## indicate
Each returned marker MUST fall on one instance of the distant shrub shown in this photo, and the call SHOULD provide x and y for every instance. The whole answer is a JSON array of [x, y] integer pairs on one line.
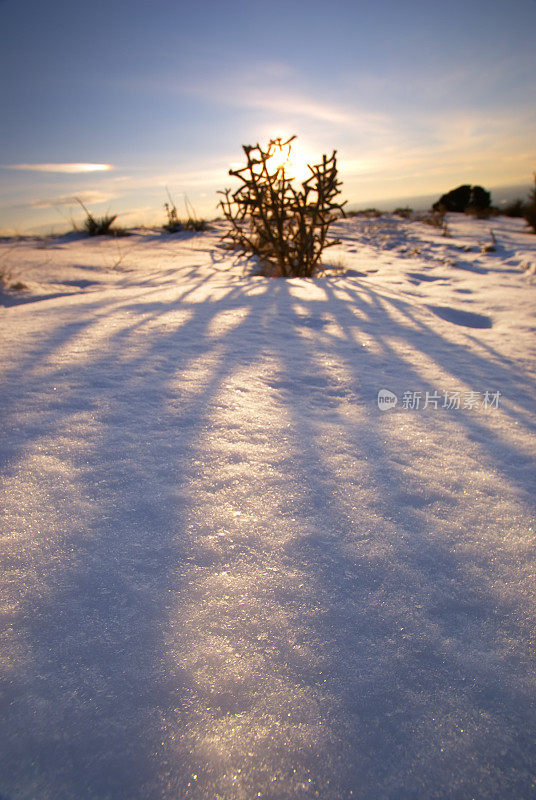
[[101, 226], [516, 208], [465, 199], [404, 212], [284, 225], [191, 223]]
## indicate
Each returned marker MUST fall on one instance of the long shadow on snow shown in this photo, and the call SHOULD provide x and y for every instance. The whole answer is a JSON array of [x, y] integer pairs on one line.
[[90, 697]]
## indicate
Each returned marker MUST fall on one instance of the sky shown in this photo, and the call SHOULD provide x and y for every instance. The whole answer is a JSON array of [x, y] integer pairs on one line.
[[115, 103]]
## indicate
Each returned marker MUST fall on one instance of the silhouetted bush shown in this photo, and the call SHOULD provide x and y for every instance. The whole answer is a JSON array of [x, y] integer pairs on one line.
[[404, 212], [464, 198], [283, 225], [516, 208]]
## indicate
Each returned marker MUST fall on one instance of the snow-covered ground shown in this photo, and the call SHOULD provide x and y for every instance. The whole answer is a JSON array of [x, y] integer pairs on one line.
[[226, 572]]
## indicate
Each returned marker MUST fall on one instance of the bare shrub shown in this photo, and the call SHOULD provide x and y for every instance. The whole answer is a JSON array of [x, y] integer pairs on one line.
[[285, 226]]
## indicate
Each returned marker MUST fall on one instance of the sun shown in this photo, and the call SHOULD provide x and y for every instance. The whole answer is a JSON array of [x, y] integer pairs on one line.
[[289, 159]]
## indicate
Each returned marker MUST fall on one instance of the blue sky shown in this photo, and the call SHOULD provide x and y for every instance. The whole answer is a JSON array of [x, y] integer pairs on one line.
[[417, 97]]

════════════════

→ **EXERCISE DETAILS**
Please quote every one of the items above word for word, but leave out the picture.

→ **RESPONSE TO THE TASK**
## indicate
Each returned marker MUST fall on one instance of the distant shrub shown in this photo, and the call SHOULD provide x and y for every instance. The whole answer is a JSON array of [x, y] integer pairs on one line.
[[101, 226], [516, 208], [465, 199], [404, 212], [284, 225], [191, 223]]
## indicate
Each returned marker MUST fall on one instance of the long shadow on snow shown in this photo, and the call SHOULD provide x and y for every instance. The whole answer is a JSON array of [x, y] integer pairs on one line.
[[90, 697]]
## indicate
Each returned marker MUST fall on one instance of the sky shown in this photo, and the call SHOULD provide x and y for every instance. The whole answer is a JSON array of [x, y] integer pairs on one line.
[[115, 103]]
## indicate
Each returned marker MUST fall on one instance of the silhouetted bush shown in this photo, and the call SHOULD provide x and y for every instance. The whole answer is a JSON array of [x, y] integer pairs on one line.
[[404, 212], [464, 198], [283, 225], [516, 208]]
## indicate
Each returned marker MUST fall on one instance of the snow-covered ground shown in this photo, and the call SHOULD provide x and y for every instance. The whole answer is a JSON array of [x, y] integer pairs on one line.
[[226, 572]]
## indicate
Each returned marker MUST fall on one instance of the bare shrub shown in this photo, and the call SHOULD provide x and y for every instance. The whole answer is a JSON array of [x, y] integer pairs on one line.
[[285, 226]]
## indicate
Each returned marker MUST fall on one instance of the sun shown in this photo, and the call SHOULD provide x and y for every instance. The whole answer is a JSON array of [x, y] integer pairs on one line.
[[289, 159]]
## indicate
Each returned marker MUST fall on one instance of the blue sky shown in this photo, and the call SHOULD provide x and y for every instance. The whole answer is a JSON array of [x, y] integer pairs on one line.
[[417, 97]]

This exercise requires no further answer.